Texte de lecture:
__________________________________________________

1 « Suivant des informations rapportées à mes services et après une enquête de la police, notre bureau de la population est obligé de vous rayer de notre registre communal de la population.

Conformément à la loi du 19 juin 2013 relative à l’identification des personnes physiques, au registre national des personnes physiques,.., article 22, je vous informe par la présente de cette décision inévitable.(…) » Par courrier du 7 avril 2023, Monsieur X s’opposa en les termes suivants à sa radiation du registre de la population :

« J’ai l’honneur de vous écrire, alors qu’en date du 3 avril 2023, vos services m’ont informé lors de ma visite à la commune, sise au …, Y, que j’étais radié du registre communal pour avoir quitté la prédite commune.

Je n’ai jamais communiqué à vos services, que je quittais Votre commune, alors que mon enfant y réside.

La décision a été prise suite à un rapport de police qui ne m’a jamais été remis ni montré.

La radiation d’office est faite en date du 13 mars 2023, alors que vous même, en votre qualité de Bourgmestre, et vos services sont informés, que j’ai déposé une demande de logement à coût modéré à la commune depuis le mois de décembre 2022, pour laquelle je suis en attente de réponse.

Il se pose dès lors la question de cette incroyable célérité à laquelle vous avez procédé à ma radiation, alors qu’aucune urgence ne l’exige. Cela pourrait donner l’impression à un acharnement à des fins inconnues.

Je tiens à souligner que conformément à l’article 25 de la Loi du 19 juin 2013 relative à l’identification des personnes physiques, au registre national des personnes physiques, à la carte d’identité, aux registres communaux des personnes physiques, les citoyens de l’Union européenne qui n’ont pas de résidence à Luxembourg ou à l’étranger pour y occuper, peuvent être inscrits à une adresse de référence.

Il est une mesure qui pouvait m’être appliquée, autrement cela me porterait préjudice.

Je vous prie dès lors de bien vouloir faire le nécessaire dans les meilleurs délais pour que je puisse être inscrit dans la commune.

Si vous devriez adopter une position contraire à celle de l’article 25 de la Loi précitée, je vous demande de bien vouloir prendre une décision à caractère individuel susceptible d’être entreprise devant les juridictions compétentes. (…) » Par courrier du 24 avril 2023, le bourgmestre de la commune de Y, ci-après « le bourgmestre », prit position comme suit :

« Nous nous permettons de revenir vers vous au sujet du courrier reçu en date du 11 avril 2023 qui a retenu toute notre attention.

__________________________________________________

Consigne: Indiquez si chacune des affirmations suivantes concorde avec le texte sur la radiation du registre communal, en répondant par oui ou par non et en citant les mots décisifs du texte : (a) Monsieur X a appris sa radiation lors d'une visite à la commune le 3 avril 2023 ; (b) le rapport de police a été remis à Monsieur X ; (c) la demande de logement à coût modéré a été déposée en mars 2023.

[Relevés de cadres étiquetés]
__________________________________________________

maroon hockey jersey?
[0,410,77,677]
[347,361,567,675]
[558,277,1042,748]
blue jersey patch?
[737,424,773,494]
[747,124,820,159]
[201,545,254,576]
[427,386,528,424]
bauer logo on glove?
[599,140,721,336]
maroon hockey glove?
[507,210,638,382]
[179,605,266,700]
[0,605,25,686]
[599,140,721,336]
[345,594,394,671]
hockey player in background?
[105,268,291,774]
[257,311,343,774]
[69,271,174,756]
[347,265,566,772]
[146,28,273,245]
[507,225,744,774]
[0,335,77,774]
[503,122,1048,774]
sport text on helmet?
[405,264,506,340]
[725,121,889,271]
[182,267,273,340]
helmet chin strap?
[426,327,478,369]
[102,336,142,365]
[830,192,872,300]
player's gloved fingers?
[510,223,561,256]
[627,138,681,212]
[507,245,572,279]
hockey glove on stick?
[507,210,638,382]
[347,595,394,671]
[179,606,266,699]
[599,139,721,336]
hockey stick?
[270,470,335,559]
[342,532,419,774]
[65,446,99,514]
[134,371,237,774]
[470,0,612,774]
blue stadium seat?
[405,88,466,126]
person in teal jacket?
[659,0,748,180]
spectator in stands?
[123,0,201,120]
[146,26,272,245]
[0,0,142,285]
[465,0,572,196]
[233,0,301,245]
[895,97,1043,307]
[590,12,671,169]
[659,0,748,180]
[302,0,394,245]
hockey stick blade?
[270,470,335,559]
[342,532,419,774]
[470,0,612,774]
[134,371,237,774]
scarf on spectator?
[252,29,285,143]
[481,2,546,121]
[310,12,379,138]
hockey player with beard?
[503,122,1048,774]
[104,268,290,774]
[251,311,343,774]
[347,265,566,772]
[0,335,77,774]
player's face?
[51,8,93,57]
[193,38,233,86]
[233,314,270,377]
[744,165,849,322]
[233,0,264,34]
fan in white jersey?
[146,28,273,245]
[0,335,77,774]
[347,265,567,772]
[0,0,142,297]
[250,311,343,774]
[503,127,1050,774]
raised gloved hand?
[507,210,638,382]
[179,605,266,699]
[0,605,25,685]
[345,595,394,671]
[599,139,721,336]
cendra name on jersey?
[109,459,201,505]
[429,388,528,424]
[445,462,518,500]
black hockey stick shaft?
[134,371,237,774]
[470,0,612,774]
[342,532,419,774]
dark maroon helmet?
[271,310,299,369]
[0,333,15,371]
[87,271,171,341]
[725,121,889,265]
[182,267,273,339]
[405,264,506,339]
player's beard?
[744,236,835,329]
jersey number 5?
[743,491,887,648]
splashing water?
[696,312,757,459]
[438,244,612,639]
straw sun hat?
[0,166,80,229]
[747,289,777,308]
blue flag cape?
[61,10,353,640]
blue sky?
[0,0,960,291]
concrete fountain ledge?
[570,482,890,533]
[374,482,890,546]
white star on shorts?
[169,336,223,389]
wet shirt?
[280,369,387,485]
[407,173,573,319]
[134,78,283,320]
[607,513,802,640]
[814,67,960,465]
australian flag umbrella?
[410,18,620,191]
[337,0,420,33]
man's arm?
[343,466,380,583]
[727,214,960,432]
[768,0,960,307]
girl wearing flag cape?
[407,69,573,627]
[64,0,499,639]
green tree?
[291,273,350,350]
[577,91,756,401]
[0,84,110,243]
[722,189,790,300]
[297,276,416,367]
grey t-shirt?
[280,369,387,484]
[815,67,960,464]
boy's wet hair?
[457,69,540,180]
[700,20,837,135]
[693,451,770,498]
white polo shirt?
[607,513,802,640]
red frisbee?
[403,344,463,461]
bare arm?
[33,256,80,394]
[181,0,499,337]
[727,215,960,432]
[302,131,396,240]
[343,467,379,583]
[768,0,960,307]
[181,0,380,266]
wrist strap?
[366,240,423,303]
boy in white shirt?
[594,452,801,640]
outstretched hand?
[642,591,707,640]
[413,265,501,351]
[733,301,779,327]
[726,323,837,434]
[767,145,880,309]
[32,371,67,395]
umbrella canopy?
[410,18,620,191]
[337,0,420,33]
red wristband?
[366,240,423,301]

__________________________________________________

Corrigé:
(a) Oui : « en date du 3 avril 2023, vos services m’ont informé lors de ma visite à la commune ».
(b) Non : « un rapport de police qui ne m’a jamais été remis ni montré ».
(c) Non : « j’ai déposé une demande de logement à coût modéré à la commune depuis le mois de décembre 2022 ».